____ RECORDS TO USE

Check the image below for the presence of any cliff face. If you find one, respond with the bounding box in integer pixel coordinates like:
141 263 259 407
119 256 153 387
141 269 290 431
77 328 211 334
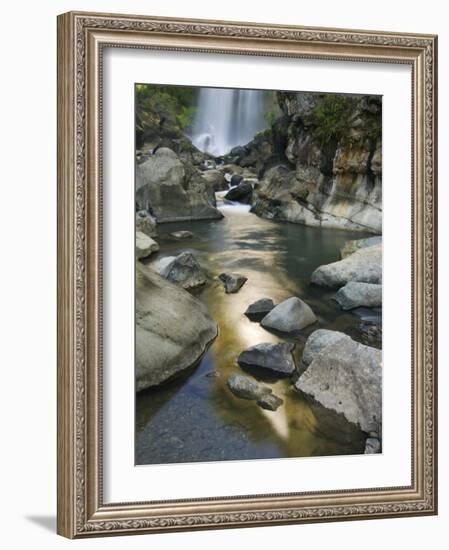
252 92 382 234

________
____ RECORDS TO USE

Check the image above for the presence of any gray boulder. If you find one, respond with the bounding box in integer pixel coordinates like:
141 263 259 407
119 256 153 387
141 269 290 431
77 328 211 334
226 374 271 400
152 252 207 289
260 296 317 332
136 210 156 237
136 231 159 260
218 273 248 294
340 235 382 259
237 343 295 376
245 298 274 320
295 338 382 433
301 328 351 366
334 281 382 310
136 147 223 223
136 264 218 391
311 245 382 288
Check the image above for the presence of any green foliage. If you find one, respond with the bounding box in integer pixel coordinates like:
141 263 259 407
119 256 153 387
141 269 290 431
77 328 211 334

________

> WHAT YOU NEED TO DO
Render everything from the line containing "Check the image below" down to the line containing "252 92 382 234", both included, as a JSON list of strings with one string per line. Skip blank lines and leave the pictures out.

> WRITTEN ANSWER
[
  "Check the image below for the presence of any cliff face. If you find one, respond with the bounding box in integer pixel coordinates like:",
  "141 263 259 407",
  "119 256 153 387",
  "141 269 290 431",
  "77 328 211 334",
  "252 92 382 234"
]